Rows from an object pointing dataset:
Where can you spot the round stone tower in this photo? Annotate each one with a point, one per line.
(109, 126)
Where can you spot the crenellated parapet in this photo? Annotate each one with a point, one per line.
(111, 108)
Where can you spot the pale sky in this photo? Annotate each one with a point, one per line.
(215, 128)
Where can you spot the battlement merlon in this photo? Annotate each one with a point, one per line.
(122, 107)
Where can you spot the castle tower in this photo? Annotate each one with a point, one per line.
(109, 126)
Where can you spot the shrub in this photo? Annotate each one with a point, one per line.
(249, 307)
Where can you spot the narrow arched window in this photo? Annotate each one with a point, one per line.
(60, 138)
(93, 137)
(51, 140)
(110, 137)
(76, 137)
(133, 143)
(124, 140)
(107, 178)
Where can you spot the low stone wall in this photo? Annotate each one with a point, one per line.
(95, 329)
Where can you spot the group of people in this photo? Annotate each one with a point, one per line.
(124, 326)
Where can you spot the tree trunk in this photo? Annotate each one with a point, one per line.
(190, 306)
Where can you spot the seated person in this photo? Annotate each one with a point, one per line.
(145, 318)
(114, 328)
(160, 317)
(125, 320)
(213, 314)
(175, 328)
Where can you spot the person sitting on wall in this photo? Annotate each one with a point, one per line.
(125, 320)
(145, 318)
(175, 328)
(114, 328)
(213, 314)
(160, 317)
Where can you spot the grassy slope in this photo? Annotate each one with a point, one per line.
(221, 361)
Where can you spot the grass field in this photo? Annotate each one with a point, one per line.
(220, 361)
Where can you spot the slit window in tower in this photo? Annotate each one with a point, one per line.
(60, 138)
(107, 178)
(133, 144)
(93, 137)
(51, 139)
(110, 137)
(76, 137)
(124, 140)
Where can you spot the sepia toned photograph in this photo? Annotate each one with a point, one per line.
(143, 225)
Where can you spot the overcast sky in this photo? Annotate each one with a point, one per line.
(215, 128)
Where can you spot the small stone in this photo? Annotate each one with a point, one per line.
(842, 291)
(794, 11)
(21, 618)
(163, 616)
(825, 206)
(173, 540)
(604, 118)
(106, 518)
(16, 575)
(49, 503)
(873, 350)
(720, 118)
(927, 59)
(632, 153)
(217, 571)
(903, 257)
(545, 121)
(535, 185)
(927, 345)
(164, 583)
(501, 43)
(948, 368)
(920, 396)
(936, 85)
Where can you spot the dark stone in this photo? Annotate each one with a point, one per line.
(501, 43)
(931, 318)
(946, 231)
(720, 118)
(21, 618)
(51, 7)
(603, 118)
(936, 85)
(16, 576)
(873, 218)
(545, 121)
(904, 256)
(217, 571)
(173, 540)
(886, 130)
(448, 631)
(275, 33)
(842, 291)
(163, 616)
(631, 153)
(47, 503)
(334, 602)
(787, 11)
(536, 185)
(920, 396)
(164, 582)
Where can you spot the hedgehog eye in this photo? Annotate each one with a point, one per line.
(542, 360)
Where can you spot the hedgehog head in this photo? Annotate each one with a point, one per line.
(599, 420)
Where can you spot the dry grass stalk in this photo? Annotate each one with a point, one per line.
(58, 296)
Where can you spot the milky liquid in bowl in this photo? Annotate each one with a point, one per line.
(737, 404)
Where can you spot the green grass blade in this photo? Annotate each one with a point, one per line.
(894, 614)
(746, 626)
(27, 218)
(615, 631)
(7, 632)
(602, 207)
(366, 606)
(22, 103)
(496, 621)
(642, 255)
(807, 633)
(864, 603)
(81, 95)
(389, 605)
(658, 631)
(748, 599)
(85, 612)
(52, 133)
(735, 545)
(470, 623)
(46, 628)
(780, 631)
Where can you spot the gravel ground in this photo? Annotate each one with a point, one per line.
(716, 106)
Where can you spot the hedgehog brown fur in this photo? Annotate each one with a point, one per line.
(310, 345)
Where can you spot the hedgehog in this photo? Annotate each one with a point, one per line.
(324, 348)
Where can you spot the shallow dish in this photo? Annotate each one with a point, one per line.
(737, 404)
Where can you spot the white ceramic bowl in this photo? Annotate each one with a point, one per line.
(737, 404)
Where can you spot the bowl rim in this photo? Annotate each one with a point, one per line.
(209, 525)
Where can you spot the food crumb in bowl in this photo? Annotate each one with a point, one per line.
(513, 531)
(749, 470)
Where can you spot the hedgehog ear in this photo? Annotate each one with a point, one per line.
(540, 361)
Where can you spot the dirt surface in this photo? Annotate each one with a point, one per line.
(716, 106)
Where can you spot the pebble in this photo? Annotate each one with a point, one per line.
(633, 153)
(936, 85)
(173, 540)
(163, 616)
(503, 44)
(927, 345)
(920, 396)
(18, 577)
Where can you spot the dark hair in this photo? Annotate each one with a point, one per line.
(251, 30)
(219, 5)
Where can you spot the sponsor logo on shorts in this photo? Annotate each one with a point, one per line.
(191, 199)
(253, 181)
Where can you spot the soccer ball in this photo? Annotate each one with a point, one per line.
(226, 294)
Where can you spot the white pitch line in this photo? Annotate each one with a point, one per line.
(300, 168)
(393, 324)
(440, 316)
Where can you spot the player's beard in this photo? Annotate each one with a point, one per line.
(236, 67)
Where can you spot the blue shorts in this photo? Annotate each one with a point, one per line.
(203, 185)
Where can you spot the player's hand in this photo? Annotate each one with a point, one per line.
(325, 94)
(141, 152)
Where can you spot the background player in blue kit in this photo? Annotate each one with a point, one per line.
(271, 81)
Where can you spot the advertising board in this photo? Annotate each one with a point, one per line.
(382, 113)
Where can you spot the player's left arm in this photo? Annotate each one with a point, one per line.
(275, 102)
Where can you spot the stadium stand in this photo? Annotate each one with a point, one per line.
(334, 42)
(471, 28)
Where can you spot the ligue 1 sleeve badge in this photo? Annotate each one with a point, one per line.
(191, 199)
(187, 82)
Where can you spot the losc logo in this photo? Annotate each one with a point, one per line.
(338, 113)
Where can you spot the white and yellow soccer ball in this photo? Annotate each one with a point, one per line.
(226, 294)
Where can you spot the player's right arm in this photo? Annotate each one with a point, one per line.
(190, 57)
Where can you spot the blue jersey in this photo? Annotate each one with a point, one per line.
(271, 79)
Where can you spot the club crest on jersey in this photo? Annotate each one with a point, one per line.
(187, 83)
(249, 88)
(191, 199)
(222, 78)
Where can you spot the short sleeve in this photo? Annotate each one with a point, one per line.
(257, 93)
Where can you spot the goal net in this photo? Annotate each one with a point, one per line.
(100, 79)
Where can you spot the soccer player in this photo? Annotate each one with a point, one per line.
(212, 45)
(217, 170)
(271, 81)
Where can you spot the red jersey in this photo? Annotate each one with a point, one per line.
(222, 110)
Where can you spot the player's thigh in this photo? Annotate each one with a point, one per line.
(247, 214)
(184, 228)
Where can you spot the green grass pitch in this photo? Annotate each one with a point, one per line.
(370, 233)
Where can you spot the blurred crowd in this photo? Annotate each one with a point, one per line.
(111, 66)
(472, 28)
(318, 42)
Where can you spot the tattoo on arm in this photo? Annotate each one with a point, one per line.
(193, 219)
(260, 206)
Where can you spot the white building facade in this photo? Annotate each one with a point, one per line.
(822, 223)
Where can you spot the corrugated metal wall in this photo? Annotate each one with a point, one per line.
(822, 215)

> **DIRECTIONS FOR THIS TASK**
Copy out all of the entries above exactly as they appear, keeping every line in its original order.

> **WORKED SOLUTION**
Where can you spot the round stone tower in this photo? Annotate each one with a point, one per line.
(109, 126)
Where can you spot the crenellated parapet in this photo? Annotate each one with a point, one per line.
(111, 108)
Where can you spot the pale sky in this photo? Annotate each one with a point, one per line.
(215, 128)
Where can you spot the battlement merlon in this photo? Annotate each one with a point, one per line.
(122, 107)
Where can you spot the castle tower in this photo? Annotate each one with a point, one per line.
(109, 126)
Where can you spot the shrub in this photo? Annotate each one with a point, one per line.
(249, 307)
Where can you spot the narrow arched window in this photo? Annotate each one with a point, one per line.
(60, 138)
(93, 137)
(51, 140)
(110, 137)
(76, 137)
(133, 143)
(124, 140)
(107, 178)
Where can you spot the low stone wall in this photo? Annotate each one with a point, one per line.
(95, 329)
Where can you spot the group of people in this photo? Annotate each one with a point, one per line.
(124, 326)
Where can you spot the tree trunk in this photo? Annotate each one with a point, one per line.
(190, 306)
Where can you spot the seated person in this photo? Annotate each one with a point, one per line.
(145, 318)
(114, 328)
(160, 317)
(125, 320)
(213, 314)
(175, 328)
Where can you spot the person sitting on wall in this photo? Annotate each one with a point, one per line.
(125, 320)
(145, 318)
(175, 328)
(114, 328)
(213, 314)
(160, 317)
Where can you spot the grassy slope in this photo? Annotate each one with a point, one per line.
(221, 361)
Where can you spot the grass field in this photo? Annotate each one with a point, one per line.
(220, 361)
Where can you spot the slit window in tower in this photo? Annotate each one with a point, one per line.
(60, 138)
(107, 178)
(133, 144)
(93, 137)
(51, 139)
(110, 137)
(76, 137)
(124, 140)
Where can you spot the sepia toned photograph in this photo? Annotate each one with a point, one per line.
(143, 225)
Where can you spot the overcast sky in this photo? Annotate each one with a point, one per line.
(215, 128)
Where can you spot the small stone in this photo? Annotate each one with a point, one per line.
(842, 291)
(794, 11)
(21, 618)
(163, 616)
(825, 206)
(173, 540)
(604, 118)
(106, 518)
(16, 575)
(49, 503)
(873, 350)
(720, 118)
(927, 59)
(632, 153)
(217, 571)
(903, 257)
(545, 121)
(535, 185)
(927, 345)
(164, 583)
(501, 43)
(948, 368)
(920, 396)
(936, 85)
Where can you spot the dark stone in this photo? Annotate each one with a point, one per line.
(501, 43)
(931, 318)
(946, 231)
(720, 118)
(21, 618)
(51, 7)
(603, 118)
(936, 85)
(16, 576)
(873, 218)
(545, 121)
(904, 256)
(217, 571)
(173, 540)
(886, 130)
(448, 631)
(275, 33)
(842, 291)
(163, 616)
(631, 153)
(47, 503)
(334, 602)
(787, 11)
(536, 185)
(920, 396)
(164, 582)
Where can you spot the hedgehog eye in this photo? Annotate each one with a point, one per line.
(542, 360)
Where can you spot the hedgehog head in this photo? Annotate each one with a point, one per line.
(599, 420)
Where can you spot the dry grass stalk in this photo? Annotate each one with a point, one per line.
(58, 296)
Where can you spot the milky liquid in bowl in this photo? Annotate each one with a point, one per line.
(737, 404)
Where can you spot the green grass blade in this photo? Annotate each one with a point, one per line.
(894, 614)
(746, 626)
(27, 218)
(615, 631)
(7, 632)
(602, 207)
(366, 606)
(22, 103)
(496, 621)
(642, 255)
(807, 633)
(864, 603)
(81, 95)
(389, 605)
(658, 631)
(748, 599)
(85, 612)
(52, 133)
(735, 545)
(470, 623)
(46, 628)
(780, 631)
Where can you spot the gravel ground in this photo? Annotate each one with a point, one per line.
(716, 106)
Where can you spot the hedgehog brown fur in this photo? Annotate each one with a point, one per line.
(310, 345)
Where can you spot the hedgehog in this photo? Annotate each one with a point, one per line.
(324, 348)
Where can you spot the shallow dish in this photo? Annotate each one with a point, one per line.
(737, 404)
Where can you spot the white ceramic bowl in this photo? Annotate each one with a point, one per line.
(737, 404)
Where can you spot the bowl rim in this photo? Annotate each one with a point, one per line.
(209, 525)
Where can you spot the food crumb in bowl in this photo? Annotate each one with a point, one per line.
(513, 531)
(749, 470)
Where can you spot the hedgehog ear in this photo? Annotate each one with a point, one per line.
(540, 361)
Where can you spot the dirt surface in this photo? Annotate each one with a point, one per line.
(716, 106)
Where can you spot the pebble in this photo? Annotate each one with a point, one per line.
(633, 153)
(936, 85)
(173, 540)
(163, 616)
(503, 44)
(927, 345)
(920, 396)
(18, 577)
Where can you spot the dark hair in this photo? Annotate each one with a point, one per line.
(251, 30)
(219, 5)
Where can you spot the sponsor logo on shorts in this photo? Annotate each one with a point, one per line.
(191, 199)
(253, 181)
Where can you spot the soccer ball in this photo? Annotate each one with a point, one per line.
(226, 294)
Where can you spot the white pitch line in this photo? Annotate each one with a point, one per line.
(300, 168)
(393, 324)
(440, 316)
Where can you spot the player's beard in this photo? Annotate each one with a point, one per line.
(236, 67)
Where can you spot the blue shorts in this photo? Annotate each one with a point, one per line.
(203, 185)
Where can you spot the player's hand in this photo? Annotate each one with a point, one per line.
(325, 94)
(141, 152)
Where can you spot the background player in blue kit in this photo? Annotate each one with a point, one per line.
(271, 81)
Where can you spot the advertising board in this photo? Annotate each one with a point, one per line.
(382, 113)
Where can you spot the player's left arm in this photo? Annotate each one with a point, one per line.
(275, 102)
Where can you spot the stadium stand in this photo? Annotate each one with a point, one per line.
(334, 42)
(471, 28)
Where can you spot the ligue 1 sleeve badge in this photo? Annotate each one with a point, one per line.
(191, 199)
(187, 82)
Where can you spot the losc logo in this photo? Annotate each one with a point, one per line.
(338, 113)
Where can you spot the white and yellow soccer ball in this photo? Annotate each one with a point, one per line.
(226, 294)
Where can you spot the player's right arm in this photo? Annotate each one with a point, one per line.
(190, 57)
Where can you spot the blue jersey in this photo? Annotate each one with a point, one per line.
(271, 79)
Where can you spot the club crest on jersey in this photo? Annotate each one with a point, one per line.
(187, 83)
(249, 88)
(191, 199)
(222, 78)
Where can you spot the short sleeve in this photo? Annotate each one with a point, one per line.
(257, 93)
Where can you spot the goal net in this photo? Annotate each one with a point, one per line.
(100, 79)
Where can you spot the soccer player in this photo? Annotate each one with a point, one per line.
(212, 45)
(217, 170)
(271, 81)
Where can you spot the red jersey in this photo? Annotate each one with a point, one per line.
(222, 110)
Where can you spot the player's thigh in this photo? Annotate each one with a point, one per line.
(247, 214)
(184, 228)
Where can you spot the green grass pitch in this photo? Annotate each one with a point, one per line.
(370, 233)
Where can you spot the blurred crowd in this photo? Annotate each one with a point, one per line.
(111, 66)
(472, 28)
(318, 42)
Where can you spot the tattoo on arm in this photo? Annotate each one with a point, one per line.
(193, 219)
(260, 206)
Where can you spot the white building facade in this photo? Annotate each one with a point, one per line.
(822, 223)
Where can you spot the corrugated metal wall in this photo? Annotate each one with a point, one per line.
(822, 215)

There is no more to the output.